- Problem requirements:
Every line below needs to be returned exactly as written.

- Information:
=== Begin Enclosure ===

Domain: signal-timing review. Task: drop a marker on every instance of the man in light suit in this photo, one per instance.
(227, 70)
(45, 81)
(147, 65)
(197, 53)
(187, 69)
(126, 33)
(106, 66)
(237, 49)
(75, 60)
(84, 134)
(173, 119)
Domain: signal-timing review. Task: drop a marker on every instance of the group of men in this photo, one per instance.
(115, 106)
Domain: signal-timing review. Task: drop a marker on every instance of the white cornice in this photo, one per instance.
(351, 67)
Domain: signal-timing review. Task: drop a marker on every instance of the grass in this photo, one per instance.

=== End Enclosure ===

- Output for this task:
Domain: signal-timing review. Task: drop a marker on every instance of the man in light suit in this photo, one per instance.
(227, 70)
(45, 81)
(147, 65)
(197, 53)
(187, 69)
(126, 33)
(106, 66)
(237, 49)
(75, 60)
(84, 134)
(173, 119)
Domain: signal-timing review. Task: drop a marker on every instance of the group of men in this photo, one per instance.
(115, 106)
Domain: signal-timing review. Task: drop a marker on every instance of the white cornice in this photo, one per instance.
(351, 67)
Domain: signal-timing review. Task: drop a marker on every instance of the grass in this photo, one per instance.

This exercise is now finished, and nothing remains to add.